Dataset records
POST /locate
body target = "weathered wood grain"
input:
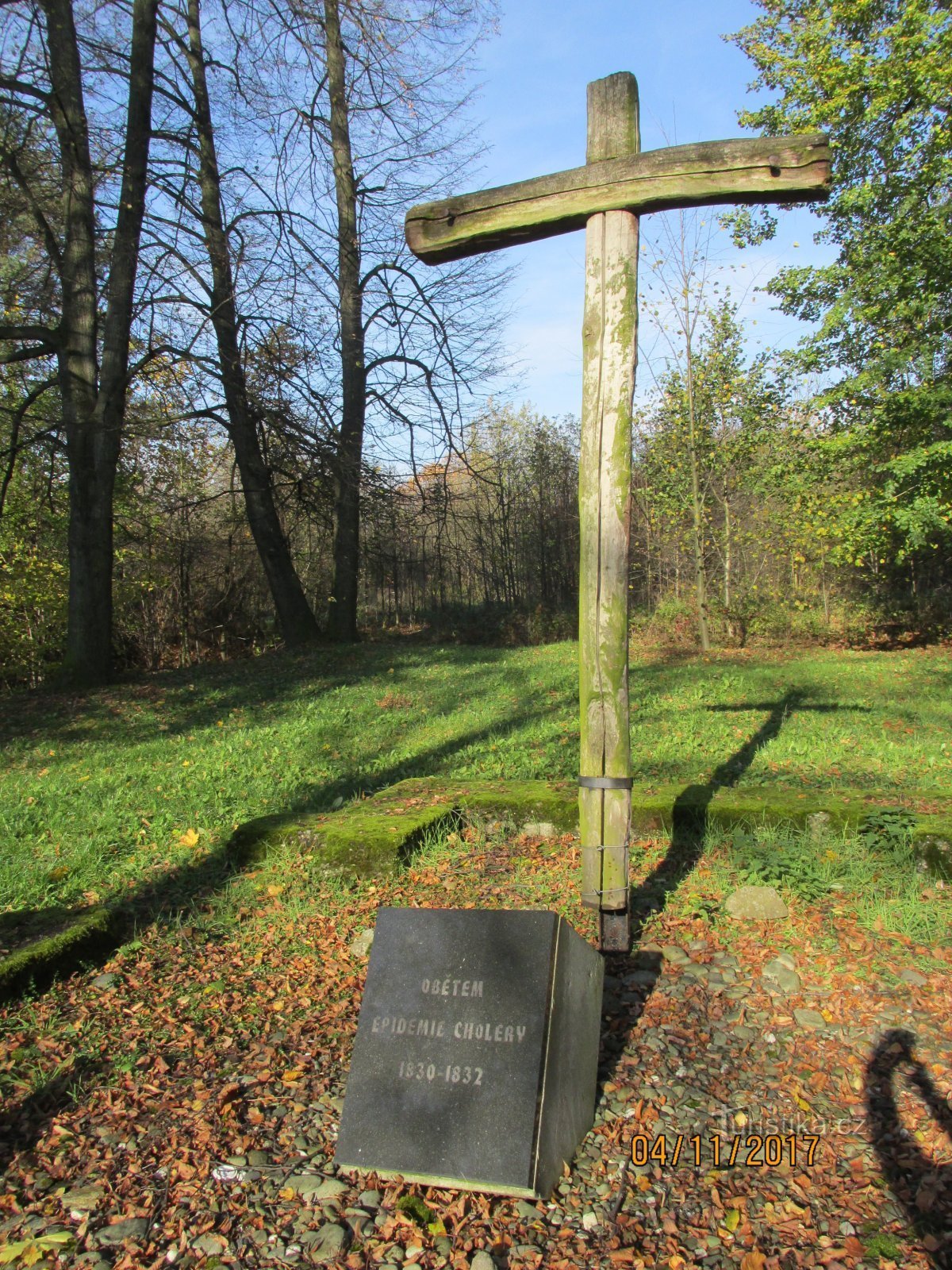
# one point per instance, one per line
(747, 171)
(609, 342)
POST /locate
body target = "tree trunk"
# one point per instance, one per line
(295, 618)
(94, 403)
(697, 512)
(342, 624)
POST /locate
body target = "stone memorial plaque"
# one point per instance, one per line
(476, 1051)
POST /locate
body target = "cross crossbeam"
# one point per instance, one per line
(747, 171)
(607, 196)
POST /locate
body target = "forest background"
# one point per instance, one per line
(234, 412)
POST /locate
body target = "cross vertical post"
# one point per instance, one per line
(609, 349)
(616, 186)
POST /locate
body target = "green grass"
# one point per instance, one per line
(102, 793)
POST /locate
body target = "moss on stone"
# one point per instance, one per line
(44, 958)
(932, 842)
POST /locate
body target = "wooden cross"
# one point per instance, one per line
(607, 196)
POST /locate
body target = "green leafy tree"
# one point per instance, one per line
(877, 78)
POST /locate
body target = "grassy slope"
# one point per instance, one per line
(95, 794)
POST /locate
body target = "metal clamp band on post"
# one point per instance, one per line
(606, 783)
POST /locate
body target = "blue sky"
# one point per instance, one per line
(532, 117)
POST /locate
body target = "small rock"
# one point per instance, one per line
(315, 1185)
(755, 905)
(213, 1245)
(82, 1200)
(130, 1229)
(818, 823)
(330, 1187)
(780, 973)
(330, 1244)
(228, 1174)
(361, 944)
(810, 1019)
(539, 829)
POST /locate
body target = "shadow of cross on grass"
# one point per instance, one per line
(63, 940)
(689, 832)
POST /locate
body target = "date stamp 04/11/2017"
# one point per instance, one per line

Action item
Every line from the data above that contains "cross" must appear in the answer.

Solution for this exercise
body target = "cross crossbeam"
body target = "cross vertical post"
body target = "wooden cross"
body target = "shadow of cross on grass"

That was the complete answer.